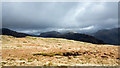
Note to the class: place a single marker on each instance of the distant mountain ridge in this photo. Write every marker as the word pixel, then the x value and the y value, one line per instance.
pixel 72 36
pixel 109 36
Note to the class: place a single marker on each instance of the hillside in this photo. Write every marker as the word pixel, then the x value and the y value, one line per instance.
pixel 72 36
pixel 109 36
pixel 34 51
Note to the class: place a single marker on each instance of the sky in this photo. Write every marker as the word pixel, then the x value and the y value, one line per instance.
pixel 37 17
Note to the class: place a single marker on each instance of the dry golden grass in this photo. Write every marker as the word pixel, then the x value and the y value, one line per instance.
pixel 56 52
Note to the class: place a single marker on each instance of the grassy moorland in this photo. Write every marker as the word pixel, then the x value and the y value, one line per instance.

------------

GOAL: Could you write out every line of the records above word for word, leaving out the pictures?

EXERCISE ANSWER:
Note to the class: place a single marker on each instance of the distant mountain ridge in this photo. Write every marker as the word pixel, then the x value and the y value, one line per instance.
pixel 72 36
pixel 109 36
Note to the class: place a single marker on each instance of the hillside in this photo. Write every marker as the word pixel, then the x value and the y value, one line per instance.
pixel 72 36
pixel 109 36
pixel 34 51
Note to the class: place a single marker on each instance of the sky in this photo. Write every marker as the word pixel, then the x value and the y value, one line per instance.
pixel 37 17
Note to the class: place a single marker on each instance of the dry golden grass in this photo. Write every marker as the word pixel, then the x value and the y value, one line per instance.
pixel 56 52
Note to the class: place a single marker on each instance of the grassy moorland in this photo. Write every marker as the word pixel, then the x value and the y value, one line per instance.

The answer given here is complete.